» **Your task**
According to the ConvDR training passage, how much memory should a machine have to safely generate all 38M CAsT document embeddings?

Note that we follow the ANCE implementation and this step takes up a lot of memory. To generate all 38M CAsT document embeddings safely, the machine should have at least 200GB memory. It's possible to save memory by generating a part at a time, and we may update the implementation in the future.

ConvDR Training

Now we are all prepared: we have downloaded & preprocessed data, and we have obtained document embeddings. Simply run ./drivers/run_convdr_train.py to train a ConvDR using KD (MSE) loss:

# CAsT-19, KD loss only, five-fold cross-validation
python drivers/run_convdr_train.py  --output_dir=checkpoints/convdr-kd-cast19  --model_name_or_path=checkpoints/ad-hoc-ance-msmarco  --train_file=datasets/cast-19/eval_topics.jsonl  --query=no_res  --per_gpu_train_batch_size=4  --learning_rate=1e-5   --log_dir=logs/convdr_kd_cast19  --num_train_epochs=8  --model_type=rdot_nll  --cross_validate
# CAsT-20, KD loss only, five-fold cross-validation, use automatic canonical responses, set a longer length
python drivers/run_convdr_train.py  --output_dir=checkpoints/convdr-kd-cast20  --model_name_or_path=checkpoints/ad-hoc-ance-msmarco  --train_file=datasets/cast-20/eval_topics.jsonl  --query=auto_can  --per_gpu_train_batch_size=4  --learning_rate=1e-5   --log_dir=logs/convdr_kd_cast20  --num_train_epochs=8  --model_type=rdot_nll  --cross_validate  --max_concat_length=512
# OR-QuAC, KD loss only
python drivers/run_convdr_train.py  --output_dir=checkpoints/convdr-kd-orquac.cp  --model_name_or_path=checkpoints/ad-hoc-ance-orquac.cp  --train_file=datasets/or-quac/train.jsonl  --query=no_res  --per_gpu_train_batch_size=4  --learning_rate=1e-5  --log_dir=logs/convdr_kd_orquac  --num_train_epochs=1  --model_type=dpr  --log_steps=100

Note that for CAsT-20, it's better to first pretrain the model on CANARD and then do cross-validation:

# Pretrain on CANARD (use preprocessed OR-QuAC)

» **Information given**
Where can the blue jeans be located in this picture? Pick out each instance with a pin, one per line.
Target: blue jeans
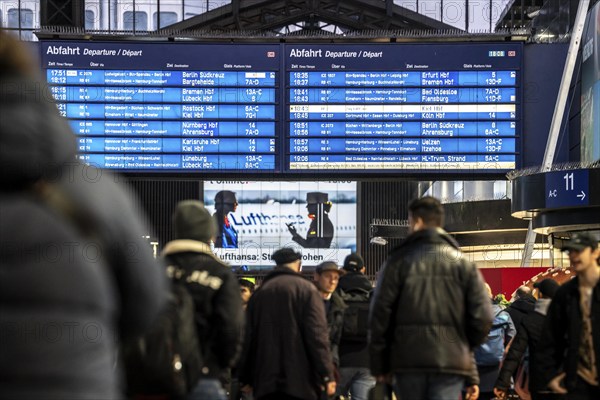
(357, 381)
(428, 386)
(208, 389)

--

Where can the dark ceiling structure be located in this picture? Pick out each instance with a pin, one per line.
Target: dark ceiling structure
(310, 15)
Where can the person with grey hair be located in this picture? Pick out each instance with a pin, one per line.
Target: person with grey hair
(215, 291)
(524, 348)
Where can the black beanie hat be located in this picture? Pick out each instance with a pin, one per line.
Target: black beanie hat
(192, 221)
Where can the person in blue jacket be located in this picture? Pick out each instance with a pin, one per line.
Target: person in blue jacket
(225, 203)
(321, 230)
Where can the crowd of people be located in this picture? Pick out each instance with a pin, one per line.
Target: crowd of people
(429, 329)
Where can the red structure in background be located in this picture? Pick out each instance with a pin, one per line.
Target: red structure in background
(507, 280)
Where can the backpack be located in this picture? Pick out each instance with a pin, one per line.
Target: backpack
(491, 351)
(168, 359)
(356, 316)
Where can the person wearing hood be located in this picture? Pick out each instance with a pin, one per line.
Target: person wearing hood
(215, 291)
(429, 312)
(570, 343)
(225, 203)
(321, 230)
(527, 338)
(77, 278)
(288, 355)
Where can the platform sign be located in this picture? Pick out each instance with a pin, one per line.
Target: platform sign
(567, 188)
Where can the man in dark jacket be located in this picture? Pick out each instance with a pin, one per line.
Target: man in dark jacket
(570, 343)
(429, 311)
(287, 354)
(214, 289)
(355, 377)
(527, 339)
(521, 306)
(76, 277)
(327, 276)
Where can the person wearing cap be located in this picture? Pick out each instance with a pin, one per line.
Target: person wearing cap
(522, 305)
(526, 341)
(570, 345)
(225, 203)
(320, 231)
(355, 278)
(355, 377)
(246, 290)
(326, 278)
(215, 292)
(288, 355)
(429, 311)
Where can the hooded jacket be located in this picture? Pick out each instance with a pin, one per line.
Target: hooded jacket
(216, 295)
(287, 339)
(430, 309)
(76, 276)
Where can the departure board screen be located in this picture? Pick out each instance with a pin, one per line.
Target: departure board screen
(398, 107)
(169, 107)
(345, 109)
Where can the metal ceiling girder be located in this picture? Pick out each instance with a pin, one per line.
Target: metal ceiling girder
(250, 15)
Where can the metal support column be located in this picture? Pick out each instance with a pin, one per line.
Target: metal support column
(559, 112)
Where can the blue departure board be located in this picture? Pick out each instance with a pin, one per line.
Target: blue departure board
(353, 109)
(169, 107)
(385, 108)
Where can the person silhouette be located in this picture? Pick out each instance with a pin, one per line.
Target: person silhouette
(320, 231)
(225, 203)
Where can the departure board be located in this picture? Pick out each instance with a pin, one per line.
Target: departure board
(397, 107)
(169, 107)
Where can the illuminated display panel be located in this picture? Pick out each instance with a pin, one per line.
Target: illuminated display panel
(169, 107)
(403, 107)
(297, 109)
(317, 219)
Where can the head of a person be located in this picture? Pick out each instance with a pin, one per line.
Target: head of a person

* * *

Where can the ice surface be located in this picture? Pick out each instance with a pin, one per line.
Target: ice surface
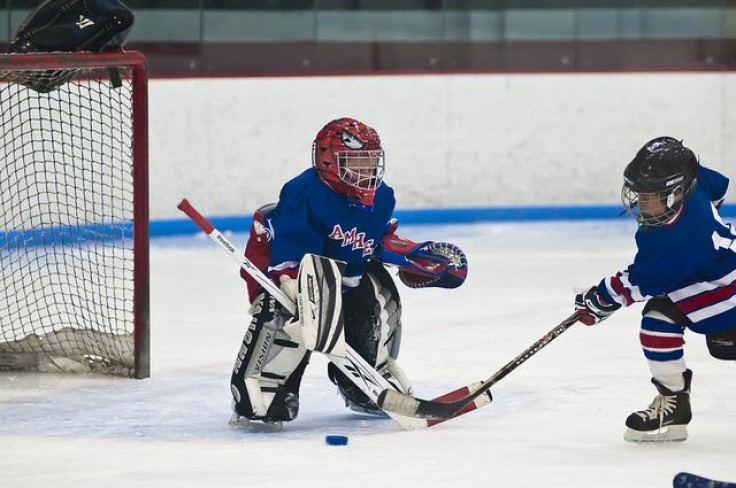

» **Output for this task**
At least 200GB.